Nosotros sabemos que es el Hijo de Dios el que viene, y
por eso nuestro cuestionamiento es otro; ¿Cómo aguardamos esa venida? ¿Qué
sentido tiene celebrar el nacimiento del Hijo de Dios? Y cuando nos hacemos
estas preguntas los que quedamos desconcertados somos nosotros. Desconcertados
porque tal vez la alegría y la esperanza no sean los sentimientos que
albergamos en el corazón.
Aunque resulte extraño decirlo, la navidad despierta en algunas
personas ternura, alegría, compasión, solidaridad, y en otras, en cambio,
desesperaciones, tristeza y estrés. Hay quienes sienten que algo revive en
ellas, algo vuelve a florecer, mientras que para otras se inicia la misma
rutina de compras, regalos, compromisos sociales, etc.
Los motivos pueden ser muchos y muy variados, pero creo
sin embargo, que el nacimiento del Niño deja al descubierto la manera que
tenemos de situarnos ante la vida y el modo que hemos adquirido de vivir. Un
modo de vivir que a fin de año generalmente hace eclosión.
El pesebre no solamente revela quién es Dios, sino también
quiénes somos nosotros. Nos muestra que la grandeza se vuelve pequeñez, que la fuerza torna en fragilidad, y que el
poder y la omnipotencia caen rendidos ante un regazo que cobija tiernamente.
Y nosotros, ¿Quiénes somos ante el pesebre?

Líneas de datos:
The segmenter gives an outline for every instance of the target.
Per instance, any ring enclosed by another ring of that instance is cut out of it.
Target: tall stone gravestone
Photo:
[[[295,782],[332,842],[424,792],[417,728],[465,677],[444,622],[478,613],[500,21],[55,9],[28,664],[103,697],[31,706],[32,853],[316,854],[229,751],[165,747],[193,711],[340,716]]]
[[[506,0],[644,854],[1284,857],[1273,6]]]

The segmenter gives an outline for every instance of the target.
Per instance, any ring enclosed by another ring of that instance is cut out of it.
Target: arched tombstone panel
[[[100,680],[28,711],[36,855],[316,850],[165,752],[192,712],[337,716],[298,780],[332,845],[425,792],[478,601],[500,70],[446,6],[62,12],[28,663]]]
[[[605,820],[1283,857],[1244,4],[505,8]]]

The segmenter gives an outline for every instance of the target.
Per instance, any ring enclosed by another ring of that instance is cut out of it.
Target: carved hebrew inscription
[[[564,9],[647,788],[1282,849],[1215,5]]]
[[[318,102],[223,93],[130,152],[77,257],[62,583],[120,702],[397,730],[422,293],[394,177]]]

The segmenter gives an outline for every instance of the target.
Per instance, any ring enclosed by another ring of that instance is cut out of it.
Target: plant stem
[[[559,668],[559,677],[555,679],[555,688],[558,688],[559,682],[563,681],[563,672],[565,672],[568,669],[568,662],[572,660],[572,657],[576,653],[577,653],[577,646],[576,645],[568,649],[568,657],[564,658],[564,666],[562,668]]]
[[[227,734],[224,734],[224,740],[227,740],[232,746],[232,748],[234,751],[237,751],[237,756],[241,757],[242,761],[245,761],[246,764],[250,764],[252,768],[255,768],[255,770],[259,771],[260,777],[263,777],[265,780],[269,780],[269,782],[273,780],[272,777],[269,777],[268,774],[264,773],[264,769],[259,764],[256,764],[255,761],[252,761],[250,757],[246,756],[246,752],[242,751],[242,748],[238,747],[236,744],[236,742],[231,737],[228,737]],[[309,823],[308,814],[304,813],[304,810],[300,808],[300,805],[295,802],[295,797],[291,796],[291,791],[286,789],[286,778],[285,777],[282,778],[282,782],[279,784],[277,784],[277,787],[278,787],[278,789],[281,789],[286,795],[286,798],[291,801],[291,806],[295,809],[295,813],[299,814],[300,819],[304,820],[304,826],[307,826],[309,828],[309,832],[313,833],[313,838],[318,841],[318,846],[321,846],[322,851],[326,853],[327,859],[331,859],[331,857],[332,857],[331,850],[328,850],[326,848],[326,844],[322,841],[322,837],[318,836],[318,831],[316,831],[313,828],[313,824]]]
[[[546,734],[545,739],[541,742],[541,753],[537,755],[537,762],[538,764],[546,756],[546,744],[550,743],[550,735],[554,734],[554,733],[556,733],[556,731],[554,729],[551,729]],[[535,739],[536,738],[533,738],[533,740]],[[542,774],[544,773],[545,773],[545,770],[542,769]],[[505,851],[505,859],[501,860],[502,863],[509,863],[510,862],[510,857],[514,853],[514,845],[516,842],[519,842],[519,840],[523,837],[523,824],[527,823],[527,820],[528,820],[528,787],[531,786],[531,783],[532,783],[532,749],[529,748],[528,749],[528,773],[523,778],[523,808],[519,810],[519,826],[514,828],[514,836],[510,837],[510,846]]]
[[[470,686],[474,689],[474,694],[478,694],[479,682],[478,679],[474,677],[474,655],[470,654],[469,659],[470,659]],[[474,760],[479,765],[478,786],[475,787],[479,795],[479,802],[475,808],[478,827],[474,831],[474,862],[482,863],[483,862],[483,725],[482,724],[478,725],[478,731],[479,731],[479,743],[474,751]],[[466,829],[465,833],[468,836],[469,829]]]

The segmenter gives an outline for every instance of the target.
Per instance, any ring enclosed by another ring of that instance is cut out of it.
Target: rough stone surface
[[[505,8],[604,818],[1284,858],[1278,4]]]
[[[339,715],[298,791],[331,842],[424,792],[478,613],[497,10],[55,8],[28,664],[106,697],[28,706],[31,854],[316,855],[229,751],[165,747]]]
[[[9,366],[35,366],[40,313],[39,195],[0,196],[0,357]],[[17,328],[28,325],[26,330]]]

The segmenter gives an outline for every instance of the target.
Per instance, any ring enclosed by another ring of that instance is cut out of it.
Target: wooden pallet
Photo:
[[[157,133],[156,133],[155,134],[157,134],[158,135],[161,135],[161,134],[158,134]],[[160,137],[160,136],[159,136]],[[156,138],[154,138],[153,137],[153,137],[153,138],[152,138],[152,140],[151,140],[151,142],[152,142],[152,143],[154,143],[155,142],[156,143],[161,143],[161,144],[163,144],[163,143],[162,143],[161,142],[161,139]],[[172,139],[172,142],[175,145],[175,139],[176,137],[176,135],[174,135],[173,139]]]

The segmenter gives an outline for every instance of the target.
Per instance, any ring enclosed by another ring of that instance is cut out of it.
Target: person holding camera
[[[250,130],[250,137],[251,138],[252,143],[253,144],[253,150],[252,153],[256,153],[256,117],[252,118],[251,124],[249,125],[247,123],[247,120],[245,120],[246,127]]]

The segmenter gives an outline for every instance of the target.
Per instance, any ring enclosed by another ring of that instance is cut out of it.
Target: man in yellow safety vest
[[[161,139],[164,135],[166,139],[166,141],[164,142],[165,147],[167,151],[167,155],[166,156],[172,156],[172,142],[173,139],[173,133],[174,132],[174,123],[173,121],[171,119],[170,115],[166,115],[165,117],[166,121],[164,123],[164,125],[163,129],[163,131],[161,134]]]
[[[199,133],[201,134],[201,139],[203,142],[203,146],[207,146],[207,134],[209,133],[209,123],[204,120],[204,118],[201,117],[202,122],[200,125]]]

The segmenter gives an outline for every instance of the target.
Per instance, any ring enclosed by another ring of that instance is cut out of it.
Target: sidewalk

Lista de tareas:
(a) Resume en menos palabras el párrafo del texto sobre la Navidad que empieza con "Aunque resulte extraño decirlo", sin perder sus datos principales.
(b) Según el texto sobre la Navidad, ¿qué revela el pesebre además de quién es Dios?
(c) Sigue escribiendo el texto sobre la Navidad a partir de la pregunta con la que termina.
Estas líneas vienen de otra fuente.

Respuestas en orden:
(a) La Navidad despierta en algunas personas ternura, alegría, compasión y solidaridad, y en otras desesperación, tristeza y estrés. Unas sienten que algo revive o vuelve a florecer en ellas; para otras comienza la misma rutina de compras, regalos y compromisos sociales.

(b) Revela también quiénes somos nosotros.

(c)
Si dejáramos por un momento de pensar en los compromisos
sociales, en los regalos, en las compras, para situarnos ante el pesebre y entrar
dentro de nosotros mismos, podríamos dejar aflorar los ojos de niño que llevamos
dentro. Porque del pesebre brotan aires de renovación cuando se contempla con la
admiración y fascinación de un niño. Nuestra agitada vida de adultos no nos permite
percibir el pesebre con el corazón, sino con el bolsillo. La facilidad con que
extraviamos a fin de año la alegría y la esperanza se debe a que nos creemos dueños
absolutos de nuestra existencia, y únicos protagonistas de nuestra historia.
El niño, por el contrario, se sabe dependiente y
necesitado. Conoce sus límites y no oculta su fragilidad, y sabe que no puede
subsistir sin la constancia de un abrazo amoroso y sin la fuerza de un “beso”
que todo lo sana y repara. El niño sabe que cuando necesita ayuda le basta con levantar
los ojos para encontrarse con el rostro amable y atento de quien puede
propiciarlo.
Tal vez, el hecho de que muchos adultos pierdan la alegría
y la esperanza en la navidad, se deba a que no tienen a quien dirigir la mirada
para encontrar cobijo y contención. En el pesebre Jesús nos hará un lugar para
todos. En esa cuna Dios nos abrazará a todos, ya sea que nos acerquemos a él
con la confianza de un niño, o que nos “achiquemos un poco”. En el rostro de ese niño encontraremos el amor que andamos necesitando. En el
pesebre hay lugar para todos.
Pidamos a Dios que sigamos disponiendo el corazón para
contemplar al niño en esta navidad.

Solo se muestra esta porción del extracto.